Stellantis Episode IV. Expérience personnelle : interrogeant mon concessionnaire habituel d’une grande marque pour acheter un scooter plus écologique, celui-ci me répond « nous n’avons pas de version électrique à ce stade, et il est difficile de vous dire quand l’offre sera disponible… ». Sachant que des marques jusqu’ici inconnues proposent une offre électrique, je risque d’aller voir la concurrence, sans toutefois me décider.
Cette expérience client me ramène au sujet de notre acquisition inversée chez Stellantis (!), et indirectement à la valeur des marques de l’ex-groupe Fiat Chrysler qui en résulte (12,8 milliards d’euros). Sont-elles solides dans un marché en pleine transformation ?
Nous expliquons ici comment les normes comptables obligent à apprécier les risques liés aux marques et au goodwill. Et comment il devient obligatoire de faire le lien avec les données publiées dans les rapports de développement durable, ici le rapport CSR 2021 de Stellantis.
Test de dépréciation systématique
La norme IAS 36 « Dépréciation d’actifs » requiert un test de dépréciation (« impairment test ») annuel systématique pour tous les actifs incorporels non amortissables qui figurent au bilan, actifs dits « à durée de vie non définie ».
A l’issue du test, des dépréciations sont comptabilisées si la valeur recouvrable est inférieure à la valeur comptable.
Chez Stellantis le test est effectué au 31 décembre de chaque année (cf rapport financier 20F p.246) et concerne les goodwills et les marques auxquels nous nous intéressons ici, issus de l’acquisition inversée de PSA sur FCA.
Test combiné des marques et des goodwills au sein des UGT
Les goodwills et les marques sont répartis dans leurs unités génératrices de trésorerie (UGT’s selon IFRS 3) et testés selon la méthode des cash-flows actualisés de l’UGT. Le rapport financier 20 F de Stellantis précise quelles UGT sont concernées :
« Goodwill from the merger of FCA is allocated to the North America, South America, Maserati, India and Asia Pacific and Enlarged Europe operating segments ».
Test unitaire sur les marques
Chaque marque doit en outre faire systématiquement l’objet d’un test annuel individuel de dépréciation, s’agissant d’un actif non amortissable.
Test de dépréciation lorsque survient un indice de perte de valeur
En outre, les marques doivent être testées à tout moment, en cas de survenance de faits qui risqueraient d’en compromettre la valeur, qualifiés par IAS 36 d’indices de pertes de valeur.
Parmi les indices qui pourraient affecter négativement les marques, la norme cite par exemple les changements technologiques dans un marché, la baisse d’un marché.
En matière de transition environnementale, sujet qui nous préoccupe ici , la TCFD (« Task Force on Climate Related Financial Disclosure ») (1) identifie dans son rapport de 2017 les risques climatiques qui peuvent affecter la valeur de l’entreprise (p.10 et 11), avec des thèmes clairement liés aux marques :
- Changement de comportement des consommateurs
- Changement de goûts des consommateurs
- Volatilité du marché
- Incertitudes du marché
- Stigmatisation par les consommateurs…
Ceci ne nous ramène-t-il pas à mon expérience personnelle relatée en introduction ? Les marques dans le secteur automobile sont fortes – ses 14 marques sont “iconiques” selon Stellantis – mais les nouveaux enjeux climatiques pourraient perturber la donne.

◆ Consignes ◆
(A) Selon l'article sur les marques de Stellantis, pourquoi chaque marque doit-elle passer tous les ans un test individuel de dépréciation ? Répondez en une à trois phrases.
(B) Recopiez l'article sur les marques de Stellantis depuis « Nous expliquons ici » jusqu'à « PSA sur FCA. » inclus.
(C) Poursuivez l'article sur la dépréciation des marques de Stellantis après sa dernière phrase.
Le matériel qui suit n'est pas nécessaire.

◆ Entrées répertoriées ◆
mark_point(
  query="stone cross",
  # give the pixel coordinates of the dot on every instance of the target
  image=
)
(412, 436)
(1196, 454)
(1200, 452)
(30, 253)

---

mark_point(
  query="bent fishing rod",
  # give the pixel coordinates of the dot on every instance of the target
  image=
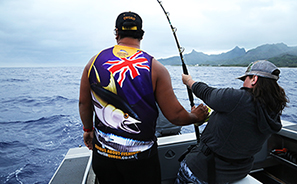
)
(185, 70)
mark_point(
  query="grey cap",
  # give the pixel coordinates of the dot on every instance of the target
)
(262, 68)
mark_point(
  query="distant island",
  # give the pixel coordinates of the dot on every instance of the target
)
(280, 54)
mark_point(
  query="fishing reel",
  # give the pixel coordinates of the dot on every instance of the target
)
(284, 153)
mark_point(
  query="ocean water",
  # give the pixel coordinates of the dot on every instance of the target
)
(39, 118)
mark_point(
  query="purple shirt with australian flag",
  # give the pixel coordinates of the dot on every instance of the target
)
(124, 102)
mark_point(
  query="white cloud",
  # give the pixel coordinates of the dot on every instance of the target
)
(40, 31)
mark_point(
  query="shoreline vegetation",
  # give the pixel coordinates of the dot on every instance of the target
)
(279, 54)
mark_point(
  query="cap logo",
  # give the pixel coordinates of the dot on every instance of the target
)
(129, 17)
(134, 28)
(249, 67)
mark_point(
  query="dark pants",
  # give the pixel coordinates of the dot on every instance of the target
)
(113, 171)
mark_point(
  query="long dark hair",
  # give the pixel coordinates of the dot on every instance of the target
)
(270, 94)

◆ Réponses par consigne ◆
(A) Chaque marque doit passer ce test annuel individuel parce qu'il s'agit d'un actif non amortissable. La norme IAS 36 exige en effet un test de dépréciation annuel systématique pour tous les actifs incorporels non amortissables inscrits au bilan.

(B)
Nous expliquons ici comment les normes comptables obligent à apprécier les risques liés aux marques et au goodwill. Et comment il devient obligatoire de faire le lien avec les données publiées dans les rapports de développement durable, ici le rapport CSR 2021 de Stellantis.
Test de dépréciation systématique
La norme IAS 36 « Dépréciation d’actifs » requiert un test de dépréciation (« impairment test ») annuel systématique pour tous les actifs incorporels non amortissables qui figurent au bilan, actifs dits « à durée de vie non définie ».
A l’issue du test, des dépréciations sont comptabilisées si la valeur recouvrable est inférieure à la valeur comptable.
Chez Stellantis le test est effectué au 31 décembre de chaque année (cf rapport financier 20F p.246) et concerne les goodwills et les marques auxquels nous nous intéressons ici, issus de l’acquisition inversée de PSA sur FCA.

(C)
Comment évaluer comptablement la valeur recouvrable des marques chaque année ?
Le rapport financier / 20F de Stellantis indique p.272 :
“For the purpose of impairment testing, the carrying value of Brands is tested jointly with the goodwill allocated to the North America, Enlarged Europe and Maserati segments”.
Les marques ne sont donc pas testées individuellement, mais associées au goodwill dans les différents segments (UGT’s) définis par Stellantis. La méthode des royalties n’a donc servi que pour l’évaluation initiale des marques de FCA dans le cadre du purchase accounting.
La méthode des UGT’s repose sur des cash-flows projetés, une valeur terminale et un taux d’actualisation financière. Chacune de ces 3 composantes pourraient être affectées par les facteurs négatifs énumérés ci-dessus, et aboutir à une baisse de valeur du goodwill et des marques.
Baisse des cash-flows futurs : Stellantis indique utiliser le PMT 2022-24 pour mener ses tests de dépréciation. Le problème est que la réussite de la transition électrique dépasse largement cet horizon, puisque Stellantis a défini sa trajectoire avec des jalons 2030 et 2038. Les baisses de valeur sont potentiellement au delà de 2024 (ou 5 ans qui est la limite fixée par la norme IAS 36).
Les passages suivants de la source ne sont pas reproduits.